## What the exercise asks
Report every line of the listing below that contains the string "transparent", treating uppercase and lowercase letters as distinct.

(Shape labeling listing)
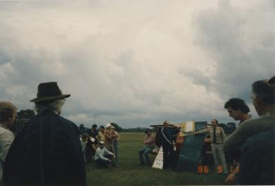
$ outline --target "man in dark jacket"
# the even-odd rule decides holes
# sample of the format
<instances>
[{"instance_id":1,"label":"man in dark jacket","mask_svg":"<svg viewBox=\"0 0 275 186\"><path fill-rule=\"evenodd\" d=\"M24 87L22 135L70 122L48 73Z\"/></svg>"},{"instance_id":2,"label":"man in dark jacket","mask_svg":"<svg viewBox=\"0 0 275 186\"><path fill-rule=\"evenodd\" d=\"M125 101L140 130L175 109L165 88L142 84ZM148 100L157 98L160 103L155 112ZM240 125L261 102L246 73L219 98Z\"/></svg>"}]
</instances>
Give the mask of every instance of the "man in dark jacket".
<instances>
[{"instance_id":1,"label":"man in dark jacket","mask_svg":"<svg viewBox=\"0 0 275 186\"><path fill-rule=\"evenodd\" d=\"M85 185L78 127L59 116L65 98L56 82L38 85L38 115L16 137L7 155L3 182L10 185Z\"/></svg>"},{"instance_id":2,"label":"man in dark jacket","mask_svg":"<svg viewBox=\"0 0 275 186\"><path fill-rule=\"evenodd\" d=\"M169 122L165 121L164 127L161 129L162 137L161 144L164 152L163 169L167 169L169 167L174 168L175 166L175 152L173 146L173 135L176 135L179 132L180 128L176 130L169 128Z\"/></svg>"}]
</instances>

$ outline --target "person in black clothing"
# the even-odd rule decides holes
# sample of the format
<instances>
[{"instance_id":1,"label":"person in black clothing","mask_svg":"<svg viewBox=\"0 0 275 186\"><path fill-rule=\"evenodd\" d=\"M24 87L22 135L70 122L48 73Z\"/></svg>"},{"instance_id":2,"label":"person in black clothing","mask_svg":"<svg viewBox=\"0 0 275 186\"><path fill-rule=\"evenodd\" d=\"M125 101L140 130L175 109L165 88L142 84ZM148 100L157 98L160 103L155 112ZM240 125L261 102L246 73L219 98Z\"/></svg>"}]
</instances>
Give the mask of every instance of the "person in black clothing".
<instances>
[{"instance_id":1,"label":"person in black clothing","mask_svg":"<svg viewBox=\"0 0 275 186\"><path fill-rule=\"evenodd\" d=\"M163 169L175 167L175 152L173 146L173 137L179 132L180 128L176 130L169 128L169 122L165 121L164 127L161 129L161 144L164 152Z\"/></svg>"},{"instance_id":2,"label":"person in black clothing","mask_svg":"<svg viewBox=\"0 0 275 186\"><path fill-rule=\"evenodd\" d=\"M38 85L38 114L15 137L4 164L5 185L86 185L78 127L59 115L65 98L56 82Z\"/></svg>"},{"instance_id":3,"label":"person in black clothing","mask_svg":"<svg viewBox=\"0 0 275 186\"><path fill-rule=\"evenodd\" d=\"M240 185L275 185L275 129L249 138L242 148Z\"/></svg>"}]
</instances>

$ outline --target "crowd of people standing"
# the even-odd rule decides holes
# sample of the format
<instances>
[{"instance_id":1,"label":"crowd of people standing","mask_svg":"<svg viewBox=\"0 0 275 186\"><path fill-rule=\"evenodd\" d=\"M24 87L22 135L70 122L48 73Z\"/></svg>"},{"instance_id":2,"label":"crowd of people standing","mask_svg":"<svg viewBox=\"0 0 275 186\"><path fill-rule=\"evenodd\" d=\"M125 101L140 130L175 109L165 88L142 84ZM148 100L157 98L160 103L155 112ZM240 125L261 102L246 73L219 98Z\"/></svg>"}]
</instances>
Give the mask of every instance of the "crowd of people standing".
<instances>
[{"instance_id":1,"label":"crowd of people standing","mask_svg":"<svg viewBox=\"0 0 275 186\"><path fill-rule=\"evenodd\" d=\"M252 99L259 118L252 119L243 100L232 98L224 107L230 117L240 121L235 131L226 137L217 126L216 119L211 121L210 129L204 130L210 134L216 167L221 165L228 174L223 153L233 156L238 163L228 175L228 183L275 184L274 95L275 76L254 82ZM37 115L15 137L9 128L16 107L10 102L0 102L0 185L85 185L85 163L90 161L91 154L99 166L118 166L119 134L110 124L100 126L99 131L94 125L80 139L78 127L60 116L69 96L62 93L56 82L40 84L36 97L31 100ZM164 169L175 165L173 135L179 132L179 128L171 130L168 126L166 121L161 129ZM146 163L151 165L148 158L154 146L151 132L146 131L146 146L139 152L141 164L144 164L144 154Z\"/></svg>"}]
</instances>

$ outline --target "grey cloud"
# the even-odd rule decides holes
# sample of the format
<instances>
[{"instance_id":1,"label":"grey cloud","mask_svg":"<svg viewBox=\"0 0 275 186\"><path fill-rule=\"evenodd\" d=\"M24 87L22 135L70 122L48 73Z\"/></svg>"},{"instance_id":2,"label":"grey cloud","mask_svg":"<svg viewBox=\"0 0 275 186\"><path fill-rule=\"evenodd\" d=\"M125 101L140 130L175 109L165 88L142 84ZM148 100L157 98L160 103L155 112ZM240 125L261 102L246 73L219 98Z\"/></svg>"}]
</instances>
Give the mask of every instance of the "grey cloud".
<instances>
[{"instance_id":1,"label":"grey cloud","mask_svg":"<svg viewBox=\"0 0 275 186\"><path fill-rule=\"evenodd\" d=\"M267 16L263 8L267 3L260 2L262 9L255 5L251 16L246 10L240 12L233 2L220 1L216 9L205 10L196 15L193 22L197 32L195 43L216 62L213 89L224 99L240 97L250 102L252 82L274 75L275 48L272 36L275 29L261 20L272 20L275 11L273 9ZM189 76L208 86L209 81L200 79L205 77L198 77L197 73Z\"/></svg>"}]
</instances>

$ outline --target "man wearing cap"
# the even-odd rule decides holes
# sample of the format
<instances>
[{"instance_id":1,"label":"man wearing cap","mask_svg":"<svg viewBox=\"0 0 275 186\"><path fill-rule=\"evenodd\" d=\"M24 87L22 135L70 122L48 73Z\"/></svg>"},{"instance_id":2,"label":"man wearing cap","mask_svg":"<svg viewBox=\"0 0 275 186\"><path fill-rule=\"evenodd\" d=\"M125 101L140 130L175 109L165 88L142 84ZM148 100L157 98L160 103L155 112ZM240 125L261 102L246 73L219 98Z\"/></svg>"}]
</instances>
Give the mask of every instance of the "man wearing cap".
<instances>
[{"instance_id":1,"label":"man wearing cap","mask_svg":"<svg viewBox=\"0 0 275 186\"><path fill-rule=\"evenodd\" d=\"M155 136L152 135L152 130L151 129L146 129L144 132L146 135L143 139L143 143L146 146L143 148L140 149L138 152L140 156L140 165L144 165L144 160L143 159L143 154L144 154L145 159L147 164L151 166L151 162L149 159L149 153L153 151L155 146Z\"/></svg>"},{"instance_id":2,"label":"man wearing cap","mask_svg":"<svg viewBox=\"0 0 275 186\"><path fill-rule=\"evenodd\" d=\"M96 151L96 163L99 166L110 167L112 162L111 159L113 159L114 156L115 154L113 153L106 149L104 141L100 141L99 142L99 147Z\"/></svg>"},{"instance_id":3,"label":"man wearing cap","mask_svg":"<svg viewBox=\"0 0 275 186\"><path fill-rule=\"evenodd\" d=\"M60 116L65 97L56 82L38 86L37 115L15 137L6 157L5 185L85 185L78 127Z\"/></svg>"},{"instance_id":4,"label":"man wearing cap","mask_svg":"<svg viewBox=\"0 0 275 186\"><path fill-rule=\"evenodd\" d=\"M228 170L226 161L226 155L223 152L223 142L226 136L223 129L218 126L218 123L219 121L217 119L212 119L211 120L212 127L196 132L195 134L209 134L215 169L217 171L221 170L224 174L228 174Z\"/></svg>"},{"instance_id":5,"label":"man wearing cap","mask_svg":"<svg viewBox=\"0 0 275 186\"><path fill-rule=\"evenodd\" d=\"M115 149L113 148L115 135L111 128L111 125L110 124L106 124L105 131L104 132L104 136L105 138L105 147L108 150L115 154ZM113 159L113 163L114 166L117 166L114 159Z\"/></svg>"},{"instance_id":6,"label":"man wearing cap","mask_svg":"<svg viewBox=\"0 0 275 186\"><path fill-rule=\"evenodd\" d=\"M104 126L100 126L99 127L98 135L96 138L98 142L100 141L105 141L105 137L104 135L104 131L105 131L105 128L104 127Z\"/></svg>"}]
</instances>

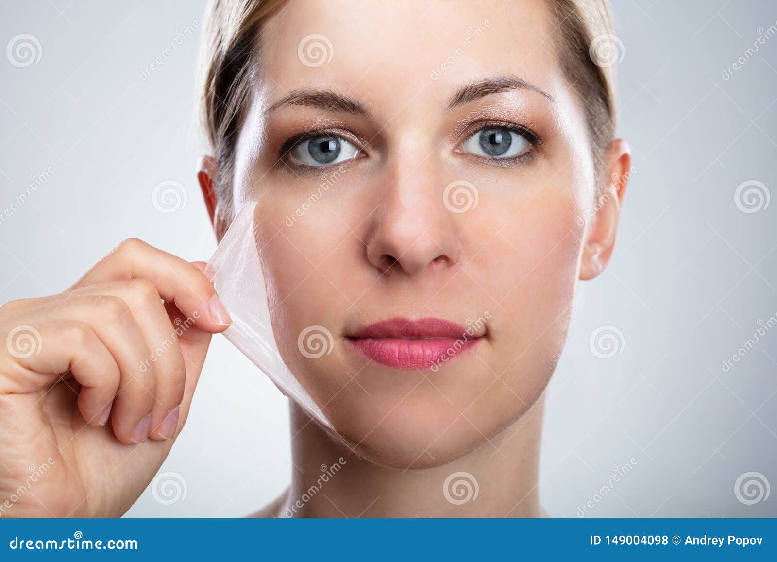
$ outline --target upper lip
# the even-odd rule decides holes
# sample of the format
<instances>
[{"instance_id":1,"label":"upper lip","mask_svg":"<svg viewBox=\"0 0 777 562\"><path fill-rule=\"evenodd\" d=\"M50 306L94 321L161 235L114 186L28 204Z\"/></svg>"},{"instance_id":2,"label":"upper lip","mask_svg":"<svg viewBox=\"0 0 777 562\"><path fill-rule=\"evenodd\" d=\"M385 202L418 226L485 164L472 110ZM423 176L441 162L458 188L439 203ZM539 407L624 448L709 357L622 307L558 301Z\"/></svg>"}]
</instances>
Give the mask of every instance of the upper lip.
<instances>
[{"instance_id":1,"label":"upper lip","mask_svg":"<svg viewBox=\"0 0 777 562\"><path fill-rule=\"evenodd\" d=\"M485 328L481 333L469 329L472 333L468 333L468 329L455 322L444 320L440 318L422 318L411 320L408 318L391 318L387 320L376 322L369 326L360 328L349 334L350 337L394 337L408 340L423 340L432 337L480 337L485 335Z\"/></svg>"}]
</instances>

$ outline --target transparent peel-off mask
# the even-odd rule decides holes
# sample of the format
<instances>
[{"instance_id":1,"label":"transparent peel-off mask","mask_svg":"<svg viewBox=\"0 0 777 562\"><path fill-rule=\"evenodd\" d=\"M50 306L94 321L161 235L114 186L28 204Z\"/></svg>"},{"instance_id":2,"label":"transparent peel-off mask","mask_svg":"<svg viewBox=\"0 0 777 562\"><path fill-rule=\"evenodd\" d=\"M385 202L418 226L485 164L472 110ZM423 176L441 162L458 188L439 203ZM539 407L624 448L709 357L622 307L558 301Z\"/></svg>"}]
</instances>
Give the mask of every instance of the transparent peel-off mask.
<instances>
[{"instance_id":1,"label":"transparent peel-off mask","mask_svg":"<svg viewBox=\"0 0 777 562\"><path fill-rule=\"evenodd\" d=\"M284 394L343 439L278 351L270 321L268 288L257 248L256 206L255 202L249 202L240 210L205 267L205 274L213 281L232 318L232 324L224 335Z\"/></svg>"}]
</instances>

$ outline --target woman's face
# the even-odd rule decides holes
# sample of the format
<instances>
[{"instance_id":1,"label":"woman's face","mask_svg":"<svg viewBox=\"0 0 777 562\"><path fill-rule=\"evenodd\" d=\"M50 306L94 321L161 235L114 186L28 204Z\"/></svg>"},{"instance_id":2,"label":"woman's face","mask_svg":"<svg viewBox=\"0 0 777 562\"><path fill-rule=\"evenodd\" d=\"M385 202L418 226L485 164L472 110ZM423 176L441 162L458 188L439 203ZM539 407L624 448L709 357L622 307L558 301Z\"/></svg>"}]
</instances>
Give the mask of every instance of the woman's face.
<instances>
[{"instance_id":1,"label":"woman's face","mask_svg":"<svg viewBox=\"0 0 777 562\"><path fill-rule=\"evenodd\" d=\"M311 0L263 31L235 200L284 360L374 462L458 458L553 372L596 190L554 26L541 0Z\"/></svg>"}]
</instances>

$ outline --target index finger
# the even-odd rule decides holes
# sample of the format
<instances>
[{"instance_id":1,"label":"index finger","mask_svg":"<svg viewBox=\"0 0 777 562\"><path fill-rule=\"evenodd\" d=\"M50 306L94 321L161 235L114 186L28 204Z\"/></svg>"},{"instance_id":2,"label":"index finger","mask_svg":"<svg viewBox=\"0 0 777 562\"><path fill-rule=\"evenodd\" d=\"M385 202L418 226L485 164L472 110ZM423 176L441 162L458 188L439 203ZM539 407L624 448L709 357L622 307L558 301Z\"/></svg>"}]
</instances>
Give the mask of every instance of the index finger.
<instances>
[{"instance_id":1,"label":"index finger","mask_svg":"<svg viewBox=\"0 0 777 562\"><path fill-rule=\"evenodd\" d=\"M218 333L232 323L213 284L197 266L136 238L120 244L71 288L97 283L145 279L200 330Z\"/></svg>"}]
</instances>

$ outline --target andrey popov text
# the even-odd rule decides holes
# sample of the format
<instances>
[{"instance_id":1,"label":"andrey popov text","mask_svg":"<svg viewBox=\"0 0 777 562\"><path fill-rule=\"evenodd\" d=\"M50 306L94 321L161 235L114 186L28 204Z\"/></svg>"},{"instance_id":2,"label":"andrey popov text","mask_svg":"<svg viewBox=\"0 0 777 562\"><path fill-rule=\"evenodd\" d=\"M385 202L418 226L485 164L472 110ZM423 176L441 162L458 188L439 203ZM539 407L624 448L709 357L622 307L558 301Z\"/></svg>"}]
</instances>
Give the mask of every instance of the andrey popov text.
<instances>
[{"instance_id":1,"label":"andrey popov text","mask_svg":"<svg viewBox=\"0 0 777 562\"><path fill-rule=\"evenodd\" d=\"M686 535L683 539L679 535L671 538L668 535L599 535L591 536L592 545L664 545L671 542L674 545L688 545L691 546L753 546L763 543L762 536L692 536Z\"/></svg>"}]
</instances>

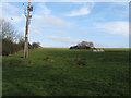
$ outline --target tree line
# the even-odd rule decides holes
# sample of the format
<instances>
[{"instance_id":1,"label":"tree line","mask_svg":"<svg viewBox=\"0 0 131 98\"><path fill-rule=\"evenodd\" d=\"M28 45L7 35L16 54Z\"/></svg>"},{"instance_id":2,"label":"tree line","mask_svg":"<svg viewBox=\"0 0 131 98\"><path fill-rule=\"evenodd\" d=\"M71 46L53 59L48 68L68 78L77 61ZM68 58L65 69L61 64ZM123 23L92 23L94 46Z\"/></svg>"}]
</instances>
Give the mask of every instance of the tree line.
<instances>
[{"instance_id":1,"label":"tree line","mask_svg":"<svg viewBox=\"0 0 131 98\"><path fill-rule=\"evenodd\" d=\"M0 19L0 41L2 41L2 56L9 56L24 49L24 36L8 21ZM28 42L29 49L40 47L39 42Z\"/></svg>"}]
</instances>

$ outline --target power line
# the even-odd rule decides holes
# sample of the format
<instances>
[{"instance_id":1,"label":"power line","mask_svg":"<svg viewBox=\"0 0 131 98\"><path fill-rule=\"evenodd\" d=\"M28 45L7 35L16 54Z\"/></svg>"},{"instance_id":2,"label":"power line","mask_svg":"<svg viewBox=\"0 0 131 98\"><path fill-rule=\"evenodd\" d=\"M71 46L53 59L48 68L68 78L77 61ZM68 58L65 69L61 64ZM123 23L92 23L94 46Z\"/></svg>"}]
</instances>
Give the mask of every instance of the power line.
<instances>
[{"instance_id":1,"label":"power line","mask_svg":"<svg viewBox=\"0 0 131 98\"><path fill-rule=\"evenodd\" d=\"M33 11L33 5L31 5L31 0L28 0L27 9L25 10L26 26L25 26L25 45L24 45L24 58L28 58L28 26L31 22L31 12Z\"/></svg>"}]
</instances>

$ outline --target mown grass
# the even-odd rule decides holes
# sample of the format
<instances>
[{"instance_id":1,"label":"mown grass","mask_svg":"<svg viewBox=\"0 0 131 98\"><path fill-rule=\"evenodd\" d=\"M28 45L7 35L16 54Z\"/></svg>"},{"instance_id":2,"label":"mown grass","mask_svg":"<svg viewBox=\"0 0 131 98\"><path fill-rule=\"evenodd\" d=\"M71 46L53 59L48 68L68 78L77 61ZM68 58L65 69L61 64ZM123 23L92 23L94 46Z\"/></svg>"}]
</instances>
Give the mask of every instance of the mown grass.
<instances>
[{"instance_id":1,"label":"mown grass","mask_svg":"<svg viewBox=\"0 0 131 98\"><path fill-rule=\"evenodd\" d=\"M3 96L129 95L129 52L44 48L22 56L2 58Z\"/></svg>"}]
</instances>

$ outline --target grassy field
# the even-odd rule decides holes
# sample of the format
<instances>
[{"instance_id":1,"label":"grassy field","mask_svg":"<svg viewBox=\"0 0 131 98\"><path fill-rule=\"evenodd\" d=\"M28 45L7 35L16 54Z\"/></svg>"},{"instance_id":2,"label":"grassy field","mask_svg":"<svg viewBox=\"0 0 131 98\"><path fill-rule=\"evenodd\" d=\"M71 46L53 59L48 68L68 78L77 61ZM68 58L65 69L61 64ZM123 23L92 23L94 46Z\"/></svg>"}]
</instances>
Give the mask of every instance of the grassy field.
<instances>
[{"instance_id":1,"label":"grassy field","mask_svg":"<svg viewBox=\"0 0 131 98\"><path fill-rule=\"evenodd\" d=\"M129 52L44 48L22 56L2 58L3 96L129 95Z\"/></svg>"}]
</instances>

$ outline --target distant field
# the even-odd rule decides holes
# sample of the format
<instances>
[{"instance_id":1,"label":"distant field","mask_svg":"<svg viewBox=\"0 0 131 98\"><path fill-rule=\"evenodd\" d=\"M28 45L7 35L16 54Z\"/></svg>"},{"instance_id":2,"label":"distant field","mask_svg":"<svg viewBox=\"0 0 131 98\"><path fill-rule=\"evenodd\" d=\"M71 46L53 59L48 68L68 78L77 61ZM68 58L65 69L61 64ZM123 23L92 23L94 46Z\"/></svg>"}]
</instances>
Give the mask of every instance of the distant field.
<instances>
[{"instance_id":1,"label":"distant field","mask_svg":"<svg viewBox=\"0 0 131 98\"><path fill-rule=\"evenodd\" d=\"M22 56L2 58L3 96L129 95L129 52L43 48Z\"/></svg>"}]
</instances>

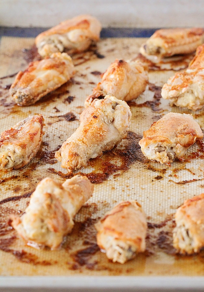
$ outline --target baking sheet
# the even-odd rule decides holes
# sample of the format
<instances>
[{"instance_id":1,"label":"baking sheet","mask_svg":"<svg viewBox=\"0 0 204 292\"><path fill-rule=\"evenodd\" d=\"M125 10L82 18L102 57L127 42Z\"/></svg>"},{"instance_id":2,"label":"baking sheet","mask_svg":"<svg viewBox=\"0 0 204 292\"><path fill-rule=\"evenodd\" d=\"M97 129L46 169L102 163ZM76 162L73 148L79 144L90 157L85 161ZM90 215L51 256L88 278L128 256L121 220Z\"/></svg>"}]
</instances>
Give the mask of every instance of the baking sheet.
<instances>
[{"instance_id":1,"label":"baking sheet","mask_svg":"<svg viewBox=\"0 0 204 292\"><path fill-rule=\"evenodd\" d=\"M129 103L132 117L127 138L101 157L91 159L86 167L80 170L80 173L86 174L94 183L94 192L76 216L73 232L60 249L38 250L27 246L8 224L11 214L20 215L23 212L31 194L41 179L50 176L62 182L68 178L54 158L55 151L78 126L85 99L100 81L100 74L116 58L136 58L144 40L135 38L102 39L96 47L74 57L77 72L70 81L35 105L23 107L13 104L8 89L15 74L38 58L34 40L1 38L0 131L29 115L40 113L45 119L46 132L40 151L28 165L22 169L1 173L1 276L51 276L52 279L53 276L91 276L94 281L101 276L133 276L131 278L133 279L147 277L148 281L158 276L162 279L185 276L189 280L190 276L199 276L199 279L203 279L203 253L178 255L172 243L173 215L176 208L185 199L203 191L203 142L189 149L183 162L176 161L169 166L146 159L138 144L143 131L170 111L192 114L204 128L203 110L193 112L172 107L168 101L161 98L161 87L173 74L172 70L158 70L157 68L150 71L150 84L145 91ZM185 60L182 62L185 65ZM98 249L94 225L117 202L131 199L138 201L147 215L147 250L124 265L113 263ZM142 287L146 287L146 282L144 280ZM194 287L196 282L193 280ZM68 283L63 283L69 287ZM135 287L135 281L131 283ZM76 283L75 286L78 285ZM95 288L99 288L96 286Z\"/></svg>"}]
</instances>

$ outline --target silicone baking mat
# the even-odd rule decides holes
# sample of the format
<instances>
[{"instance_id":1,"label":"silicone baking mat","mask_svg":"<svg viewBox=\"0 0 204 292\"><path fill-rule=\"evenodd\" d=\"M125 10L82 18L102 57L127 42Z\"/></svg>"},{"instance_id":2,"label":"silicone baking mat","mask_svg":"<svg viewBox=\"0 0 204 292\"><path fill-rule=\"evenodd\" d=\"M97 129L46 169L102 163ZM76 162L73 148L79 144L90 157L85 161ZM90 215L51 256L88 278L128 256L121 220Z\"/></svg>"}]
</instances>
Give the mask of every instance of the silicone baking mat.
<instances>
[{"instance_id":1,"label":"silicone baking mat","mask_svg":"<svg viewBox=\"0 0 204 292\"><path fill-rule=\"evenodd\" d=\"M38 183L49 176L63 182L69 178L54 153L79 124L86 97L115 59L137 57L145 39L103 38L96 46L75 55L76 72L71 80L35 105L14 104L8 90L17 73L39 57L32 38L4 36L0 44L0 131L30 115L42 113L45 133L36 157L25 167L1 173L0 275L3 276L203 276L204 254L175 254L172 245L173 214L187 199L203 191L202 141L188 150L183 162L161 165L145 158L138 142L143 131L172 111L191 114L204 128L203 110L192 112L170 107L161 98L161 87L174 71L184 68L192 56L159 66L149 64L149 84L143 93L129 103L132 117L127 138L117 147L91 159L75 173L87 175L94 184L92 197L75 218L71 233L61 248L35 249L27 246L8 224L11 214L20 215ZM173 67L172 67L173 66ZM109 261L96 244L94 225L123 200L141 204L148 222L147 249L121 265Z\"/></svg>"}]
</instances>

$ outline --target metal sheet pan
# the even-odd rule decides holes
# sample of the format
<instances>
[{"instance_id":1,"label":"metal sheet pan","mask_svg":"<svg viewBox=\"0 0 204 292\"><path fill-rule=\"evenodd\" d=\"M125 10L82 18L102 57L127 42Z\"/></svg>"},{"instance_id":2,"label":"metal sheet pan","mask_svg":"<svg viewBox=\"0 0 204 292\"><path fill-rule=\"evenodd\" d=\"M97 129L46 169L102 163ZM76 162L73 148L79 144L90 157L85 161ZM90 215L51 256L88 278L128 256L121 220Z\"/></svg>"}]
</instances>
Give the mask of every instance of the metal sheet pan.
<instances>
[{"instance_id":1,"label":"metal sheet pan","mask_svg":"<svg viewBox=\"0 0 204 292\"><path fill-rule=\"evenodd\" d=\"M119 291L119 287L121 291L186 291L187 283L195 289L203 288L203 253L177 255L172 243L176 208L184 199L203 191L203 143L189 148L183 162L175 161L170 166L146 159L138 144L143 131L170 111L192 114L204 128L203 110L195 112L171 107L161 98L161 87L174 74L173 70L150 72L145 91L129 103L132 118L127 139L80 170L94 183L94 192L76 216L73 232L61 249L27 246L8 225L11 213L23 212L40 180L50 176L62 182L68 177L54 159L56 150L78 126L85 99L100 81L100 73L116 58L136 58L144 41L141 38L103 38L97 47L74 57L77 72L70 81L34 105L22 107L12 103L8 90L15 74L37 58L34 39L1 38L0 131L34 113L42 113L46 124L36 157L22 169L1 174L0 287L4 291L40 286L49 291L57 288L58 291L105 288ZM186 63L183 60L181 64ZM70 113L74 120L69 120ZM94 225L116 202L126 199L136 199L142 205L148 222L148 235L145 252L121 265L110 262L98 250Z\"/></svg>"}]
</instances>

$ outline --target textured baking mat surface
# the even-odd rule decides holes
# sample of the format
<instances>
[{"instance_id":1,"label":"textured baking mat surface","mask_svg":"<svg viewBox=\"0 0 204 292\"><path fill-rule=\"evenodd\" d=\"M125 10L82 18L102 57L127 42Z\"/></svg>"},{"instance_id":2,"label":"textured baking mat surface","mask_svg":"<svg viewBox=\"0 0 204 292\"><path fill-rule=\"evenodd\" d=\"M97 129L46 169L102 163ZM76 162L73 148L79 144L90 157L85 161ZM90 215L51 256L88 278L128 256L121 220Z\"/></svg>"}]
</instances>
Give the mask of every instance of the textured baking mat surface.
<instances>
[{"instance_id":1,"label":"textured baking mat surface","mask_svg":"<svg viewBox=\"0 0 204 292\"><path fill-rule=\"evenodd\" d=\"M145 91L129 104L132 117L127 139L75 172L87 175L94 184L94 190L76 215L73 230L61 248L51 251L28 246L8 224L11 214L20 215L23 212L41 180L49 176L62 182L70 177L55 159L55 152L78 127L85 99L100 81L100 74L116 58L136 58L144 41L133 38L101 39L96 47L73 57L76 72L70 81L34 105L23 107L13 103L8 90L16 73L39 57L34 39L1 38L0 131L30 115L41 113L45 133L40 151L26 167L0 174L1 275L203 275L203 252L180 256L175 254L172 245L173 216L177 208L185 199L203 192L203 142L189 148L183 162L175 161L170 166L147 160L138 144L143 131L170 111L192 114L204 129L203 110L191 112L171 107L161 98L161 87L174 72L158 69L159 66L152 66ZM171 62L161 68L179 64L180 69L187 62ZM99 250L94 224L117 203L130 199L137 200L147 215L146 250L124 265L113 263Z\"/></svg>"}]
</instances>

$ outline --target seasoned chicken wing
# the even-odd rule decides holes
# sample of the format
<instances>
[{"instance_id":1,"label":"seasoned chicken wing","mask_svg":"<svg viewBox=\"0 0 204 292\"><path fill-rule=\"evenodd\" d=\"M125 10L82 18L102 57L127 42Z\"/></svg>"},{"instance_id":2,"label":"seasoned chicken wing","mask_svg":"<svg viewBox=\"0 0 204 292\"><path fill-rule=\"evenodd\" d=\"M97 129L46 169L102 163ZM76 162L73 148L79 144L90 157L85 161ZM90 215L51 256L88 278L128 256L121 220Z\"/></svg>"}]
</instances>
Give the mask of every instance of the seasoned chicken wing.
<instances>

## Output of the task
$ outline --target transparent peel-off mask
[{"instance_id":1,"label":"transparent peel-off mask","mask_svg":"<svg viewBox=\"0 0 777 562\"><path fill-rule=\"evenodd\" d=\"M50 306L94 321L161 235L114 186L28 204Z\"/></svg>"},{"instance_id":2,"label":"transparent peel-off mask","mask_svg":"<svg viewBox=\"0 0 777 562\"><path fill-rule=\"evenodd\" d=\"M385 202L418 226L485 164L472 110ZM423 176L441 162L458 188L439 203ZM539 407L624 448L709 357L622 307L558 301Z\"/></svg>"}]
Give the mask of every instance of the transparent peel-off mask.
[{"instance_id":1,"label":"transparent peel-off mask","mask_svg":"<svg viewBox=\"0 0 777 562\"><path fill-rule=\"evenodd\" d=\"M284 394L343 439L278 351L270 321L268 288L257 248L256 206L255 202L249 202L240 210L205 267L205 274L213 281L232 318L232 324L224 335Z\"/></svg>"}]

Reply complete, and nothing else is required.